Things to do:
• A. In the news report on Bella Vista High students, how long do district leaders say an active shooter drill would take to plan?
• B. Print everything in the news report on Bella Vista High students from "FAIR OAKS -- Again." down to "knows about doing.".

Supplied passage:
BEGIN

FAIR OAKS -- Again. Again...American students are forced to run for their lives as a classmate takes up arms against them.
For those at Bella Vista High who were in an art class like the one where the shooting started today in Santa Fe, Texas.
"The news hit us like really quickly. It was a depressing moment," said senior John Lozo.
"It's sad that we're starting to normalize this when we should not be doing this, should not be normalizing this," said senior Monica Martinez.
"It made me disappointed because I don't want to hear another politician say, 'oh sending my thoughts and prayers.' And that's why I was disappointed because I'd rather have something being done," said senior Portia Tafoya.
And this group knows about doing.
These Broncos took up the reigns of the school safety issue on their Fair Oaks campus right after the Parkland massacre.
They met with district administrators...winning reforms FOX 40 learned about when we checked in with them two months after what happened in Florida.
The 'Tell Someone' reporting form now has a prominent spot on the district's webpage and there's been lockdown training emphasizing run-hide-fight techniques.
But, students are still waiting for an active shooter drill.
"I thought this was gonna happen before we all graduated...but it hasn't really happened," Tafoya said.
With officer role play required to mimic a scenario like Santa Fe, district leaders say such a drill would take six to ten months to plan.

END

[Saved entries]
BEGIN

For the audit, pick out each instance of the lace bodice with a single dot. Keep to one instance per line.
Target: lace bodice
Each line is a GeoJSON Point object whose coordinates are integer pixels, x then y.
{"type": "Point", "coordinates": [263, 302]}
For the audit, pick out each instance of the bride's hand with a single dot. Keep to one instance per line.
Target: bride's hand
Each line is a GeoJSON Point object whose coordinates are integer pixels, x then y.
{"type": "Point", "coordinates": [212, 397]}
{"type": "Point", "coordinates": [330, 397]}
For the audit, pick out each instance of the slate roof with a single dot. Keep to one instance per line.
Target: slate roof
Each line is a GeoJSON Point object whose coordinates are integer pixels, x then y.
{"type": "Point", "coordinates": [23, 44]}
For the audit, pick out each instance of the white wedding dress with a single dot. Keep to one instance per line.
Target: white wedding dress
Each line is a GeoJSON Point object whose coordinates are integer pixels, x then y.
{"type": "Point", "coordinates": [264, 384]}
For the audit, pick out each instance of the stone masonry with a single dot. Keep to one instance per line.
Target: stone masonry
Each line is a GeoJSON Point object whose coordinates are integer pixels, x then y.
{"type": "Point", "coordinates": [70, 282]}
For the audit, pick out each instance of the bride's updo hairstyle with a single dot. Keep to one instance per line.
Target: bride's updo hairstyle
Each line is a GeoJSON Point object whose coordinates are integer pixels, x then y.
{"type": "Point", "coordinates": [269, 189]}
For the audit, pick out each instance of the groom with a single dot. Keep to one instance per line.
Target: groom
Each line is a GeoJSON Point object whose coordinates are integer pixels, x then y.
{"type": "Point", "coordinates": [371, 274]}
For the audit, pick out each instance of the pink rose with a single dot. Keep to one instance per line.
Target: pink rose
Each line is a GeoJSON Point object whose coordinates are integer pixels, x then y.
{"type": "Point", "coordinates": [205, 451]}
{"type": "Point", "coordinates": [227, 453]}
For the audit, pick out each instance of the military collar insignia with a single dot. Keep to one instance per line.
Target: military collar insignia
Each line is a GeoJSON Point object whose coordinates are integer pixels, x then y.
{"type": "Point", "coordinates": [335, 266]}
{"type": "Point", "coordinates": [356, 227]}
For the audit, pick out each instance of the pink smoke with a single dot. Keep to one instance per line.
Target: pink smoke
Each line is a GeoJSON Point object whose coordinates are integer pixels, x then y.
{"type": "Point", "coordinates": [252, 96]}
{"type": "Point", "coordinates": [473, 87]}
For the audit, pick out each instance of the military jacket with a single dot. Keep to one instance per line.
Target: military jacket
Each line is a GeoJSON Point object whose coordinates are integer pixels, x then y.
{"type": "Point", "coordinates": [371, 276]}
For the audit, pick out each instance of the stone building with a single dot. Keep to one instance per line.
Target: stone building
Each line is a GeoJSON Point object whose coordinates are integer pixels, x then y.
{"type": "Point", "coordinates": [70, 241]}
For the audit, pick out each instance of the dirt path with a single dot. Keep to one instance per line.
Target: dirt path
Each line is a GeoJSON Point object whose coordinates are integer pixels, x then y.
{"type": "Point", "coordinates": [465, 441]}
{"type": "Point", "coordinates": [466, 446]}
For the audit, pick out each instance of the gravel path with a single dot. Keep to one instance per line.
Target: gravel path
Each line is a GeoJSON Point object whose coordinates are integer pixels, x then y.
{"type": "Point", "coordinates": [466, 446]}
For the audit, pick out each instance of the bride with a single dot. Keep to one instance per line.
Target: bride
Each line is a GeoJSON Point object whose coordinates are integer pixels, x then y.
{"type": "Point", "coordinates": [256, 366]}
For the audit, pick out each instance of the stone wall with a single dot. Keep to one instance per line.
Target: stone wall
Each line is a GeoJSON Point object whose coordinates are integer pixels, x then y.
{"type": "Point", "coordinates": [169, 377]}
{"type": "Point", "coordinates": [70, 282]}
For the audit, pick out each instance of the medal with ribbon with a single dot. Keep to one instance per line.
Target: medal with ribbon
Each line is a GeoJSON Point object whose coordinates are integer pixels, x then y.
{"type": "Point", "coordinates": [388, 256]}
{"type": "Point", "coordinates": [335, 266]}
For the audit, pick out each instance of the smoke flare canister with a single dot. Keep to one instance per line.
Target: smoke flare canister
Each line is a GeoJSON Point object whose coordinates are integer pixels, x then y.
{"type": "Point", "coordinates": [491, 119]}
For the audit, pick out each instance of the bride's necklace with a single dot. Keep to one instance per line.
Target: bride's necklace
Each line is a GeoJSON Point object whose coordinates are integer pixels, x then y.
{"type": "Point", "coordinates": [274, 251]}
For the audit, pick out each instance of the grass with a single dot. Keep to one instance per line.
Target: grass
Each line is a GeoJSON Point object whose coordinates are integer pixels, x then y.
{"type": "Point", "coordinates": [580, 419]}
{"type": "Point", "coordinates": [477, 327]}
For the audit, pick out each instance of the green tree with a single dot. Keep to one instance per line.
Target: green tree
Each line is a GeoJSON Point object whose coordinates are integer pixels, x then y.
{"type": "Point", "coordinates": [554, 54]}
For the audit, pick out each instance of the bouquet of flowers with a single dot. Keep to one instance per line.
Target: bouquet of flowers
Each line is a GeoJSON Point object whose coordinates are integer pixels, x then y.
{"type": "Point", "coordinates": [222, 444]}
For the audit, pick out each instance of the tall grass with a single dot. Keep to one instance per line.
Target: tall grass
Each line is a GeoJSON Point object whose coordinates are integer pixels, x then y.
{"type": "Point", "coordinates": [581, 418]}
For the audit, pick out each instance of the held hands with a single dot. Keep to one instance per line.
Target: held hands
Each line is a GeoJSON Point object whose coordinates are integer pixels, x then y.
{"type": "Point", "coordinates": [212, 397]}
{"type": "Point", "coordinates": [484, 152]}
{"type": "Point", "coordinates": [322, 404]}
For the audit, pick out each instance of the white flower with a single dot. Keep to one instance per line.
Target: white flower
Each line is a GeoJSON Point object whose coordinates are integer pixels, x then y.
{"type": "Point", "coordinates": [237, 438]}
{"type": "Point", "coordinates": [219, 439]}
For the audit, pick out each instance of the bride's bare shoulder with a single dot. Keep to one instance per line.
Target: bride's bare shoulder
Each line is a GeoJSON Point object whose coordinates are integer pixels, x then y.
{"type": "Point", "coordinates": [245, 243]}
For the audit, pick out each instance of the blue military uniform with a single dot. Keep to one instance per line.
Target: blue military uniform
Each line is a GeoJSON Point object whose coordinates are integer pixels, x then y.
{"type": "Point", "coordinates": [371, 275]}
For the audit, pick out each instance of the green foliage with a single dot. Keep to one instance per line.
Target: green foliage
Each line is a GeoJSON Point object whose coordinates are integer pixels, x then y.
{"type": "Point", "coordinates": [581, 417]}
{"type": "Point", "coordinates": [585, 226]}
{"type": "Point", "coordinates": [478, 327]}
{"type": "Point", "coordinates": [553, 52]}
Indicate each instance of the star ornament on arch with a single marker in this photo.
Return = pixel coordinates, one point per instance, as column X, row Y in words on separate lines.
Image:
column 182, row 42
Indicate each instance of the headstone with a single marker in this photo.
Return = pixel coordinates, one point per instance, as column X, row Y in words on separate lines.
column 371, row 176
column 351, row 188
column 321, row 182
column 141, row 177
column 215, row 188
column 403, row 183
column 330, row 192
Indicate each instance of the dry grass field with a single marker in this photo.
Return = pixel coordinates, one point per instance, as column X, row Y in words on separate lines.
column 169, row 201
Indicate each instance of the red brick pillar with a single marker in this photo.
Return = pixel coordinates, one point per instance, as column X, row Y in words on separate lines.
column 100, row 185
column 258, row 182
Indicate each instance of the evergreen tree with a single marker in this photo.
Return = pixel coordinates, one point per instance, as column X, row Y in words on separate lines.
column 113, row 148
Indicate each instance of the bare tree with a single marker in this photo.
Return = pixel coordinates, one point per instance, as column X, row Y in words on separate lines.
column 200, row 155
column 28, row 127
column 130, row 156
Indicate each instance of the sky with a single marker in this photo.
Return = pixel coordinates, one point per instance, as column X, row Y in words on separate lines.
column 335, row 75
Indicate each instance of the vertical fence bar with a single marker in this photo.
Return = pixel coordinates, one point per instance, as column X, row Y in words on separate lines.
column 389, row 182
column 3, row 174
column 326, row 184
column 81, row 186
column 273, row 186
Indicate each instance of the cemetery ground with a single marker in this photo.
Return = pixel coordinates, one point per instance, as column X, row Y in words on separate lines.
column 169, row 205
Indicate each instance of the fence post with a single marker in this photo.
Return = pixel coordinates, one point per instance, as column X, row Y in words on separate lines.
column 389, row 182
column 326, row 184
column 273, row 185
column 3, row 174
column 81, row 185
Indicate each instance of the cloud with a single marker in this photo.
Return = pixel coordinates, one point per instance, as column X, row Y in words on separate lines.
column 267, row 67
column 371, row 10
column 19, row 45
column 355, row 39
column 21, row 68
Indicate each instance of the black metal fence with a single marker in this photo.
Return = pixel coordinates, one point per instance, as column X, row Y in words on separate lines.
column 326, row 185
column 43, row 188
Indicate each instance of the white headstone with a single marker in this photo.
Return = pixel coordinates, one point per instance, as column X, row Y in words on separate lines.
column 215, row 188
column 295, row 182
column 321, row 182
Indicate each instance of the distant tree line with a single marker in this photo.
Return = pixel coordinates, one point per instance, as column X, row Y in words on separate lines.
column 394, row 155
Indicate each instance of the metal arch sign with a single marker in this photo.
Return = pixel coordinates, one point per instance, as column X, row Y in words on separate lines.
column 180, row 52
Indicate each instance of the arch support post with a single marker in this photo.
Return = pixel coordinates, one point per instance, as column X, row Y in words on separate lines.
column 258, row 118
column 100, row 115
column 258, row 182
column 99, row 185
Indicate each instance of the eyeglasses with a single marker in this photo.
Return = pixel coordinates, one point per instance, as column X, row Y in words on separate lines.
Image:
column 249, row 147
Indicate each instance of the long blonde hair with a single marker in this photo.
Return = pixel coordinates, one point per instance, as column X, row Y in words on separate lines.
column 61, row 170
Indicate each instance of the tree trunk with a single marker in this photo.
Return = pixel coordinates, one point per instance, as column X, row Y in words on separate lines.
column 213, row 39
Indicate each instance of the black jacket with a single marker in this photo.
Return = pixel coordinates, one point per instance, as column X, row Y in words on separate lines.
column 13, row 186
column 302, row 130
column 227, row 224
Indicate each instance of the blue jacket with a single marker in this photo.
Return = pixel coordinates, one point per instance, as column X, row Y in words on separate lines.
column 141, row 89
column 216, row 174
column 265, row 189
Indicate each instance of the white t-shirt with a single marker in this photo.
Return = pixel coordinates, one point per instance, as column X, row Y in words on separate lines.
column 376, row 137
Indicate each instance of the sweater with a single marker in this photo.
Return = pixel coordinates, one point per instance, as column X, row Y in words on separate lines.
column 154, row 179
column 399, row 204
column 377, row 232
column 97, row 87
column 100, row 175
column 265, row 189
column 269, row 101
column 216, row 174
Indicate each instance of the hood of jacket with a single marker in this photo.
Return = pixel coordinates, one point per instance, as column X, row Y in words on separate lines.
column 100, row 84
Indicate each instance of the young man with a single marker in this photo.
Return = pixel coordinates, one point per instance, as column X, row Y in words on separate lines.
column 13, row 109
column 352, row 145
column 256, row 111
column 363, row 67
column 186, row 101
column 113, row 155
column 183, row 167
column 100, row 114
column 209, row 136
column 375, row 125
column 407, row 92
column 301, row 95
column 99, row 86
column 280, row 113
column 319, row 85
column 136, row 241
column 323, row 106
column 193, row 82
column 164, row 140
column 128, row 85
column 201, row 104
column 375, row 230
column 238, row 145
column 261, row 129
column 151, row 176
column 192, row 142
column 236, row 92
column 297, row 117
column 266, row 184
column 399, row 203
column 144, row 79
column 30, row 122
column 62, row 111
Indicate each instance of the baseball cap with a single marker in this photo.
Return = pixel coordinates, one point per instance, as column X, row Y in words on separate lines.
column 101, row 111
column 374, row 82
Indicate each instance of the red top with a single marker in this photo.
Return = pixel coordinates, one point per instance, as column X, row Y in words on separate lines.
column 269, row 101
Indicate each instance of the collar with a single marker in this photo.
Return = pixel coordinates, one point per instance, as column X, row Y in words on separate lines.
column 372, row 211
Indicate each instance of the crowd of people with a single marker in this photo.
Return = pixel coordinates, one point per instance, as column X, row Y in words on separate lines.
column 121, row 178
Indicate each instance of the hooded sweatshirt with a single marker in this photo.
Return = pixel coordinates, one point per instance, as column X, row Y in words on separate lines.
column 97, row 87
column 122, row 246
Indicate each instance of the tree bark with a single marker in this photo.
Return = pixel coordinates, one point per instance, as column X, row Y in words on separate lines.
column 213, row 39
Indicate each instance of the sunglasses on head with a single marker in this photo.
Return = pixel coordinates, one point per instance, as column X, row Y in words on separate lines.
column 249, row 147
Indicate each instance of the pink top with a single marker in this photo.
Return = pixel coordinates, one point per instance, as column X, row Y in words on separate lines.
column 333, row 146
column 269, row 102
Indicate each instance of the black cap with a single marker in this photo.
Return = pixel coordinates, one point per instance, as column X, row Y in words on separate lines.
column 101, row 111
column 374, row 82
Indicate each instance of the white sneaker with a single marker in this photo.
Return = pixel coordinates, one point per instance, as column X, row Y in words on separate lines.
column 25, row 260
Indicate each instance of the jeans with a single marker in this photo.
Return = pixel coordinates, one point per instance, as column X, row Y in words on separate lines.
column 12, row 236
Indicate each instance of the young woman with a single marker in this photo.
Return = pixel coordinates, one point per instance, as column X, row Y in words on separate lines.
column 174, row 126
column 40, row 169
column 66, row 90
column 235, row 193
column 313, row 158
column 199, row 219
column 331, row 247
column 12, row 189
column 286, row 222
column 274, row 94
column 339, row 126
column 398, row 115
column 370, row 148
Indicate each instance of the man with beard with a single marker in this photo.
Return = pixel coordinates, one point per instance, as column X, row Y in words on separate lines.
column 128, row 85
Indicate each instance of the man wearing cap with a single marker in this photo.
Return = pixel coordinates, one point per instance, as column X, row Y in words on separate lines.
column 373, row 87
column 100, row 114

END

Answers to this exercise:
• A. Six to ten months.

• B.
FAIR OAKS -- Again. Again...American students are forced to run for their lives as a classmate takes up arms against them.
For those at Bella Vista High who were in an art class like the one where the shooting started today in Santa Fe, Texas.
"The news hit us like really quickly. It was a depressing moment," said senior John Lozo.
"It's sad that we're starting to normalize this when we should not be doing this, should not be normalizing this," said senior Monica Martinez.
"It made me disappointed because I don't want to hear another politician say, 'oh sending my thoughts and prayers.' And that's why I was disappointed because I'd rather have something being done," said senior Portia Tafoya.
And this group knows about doing.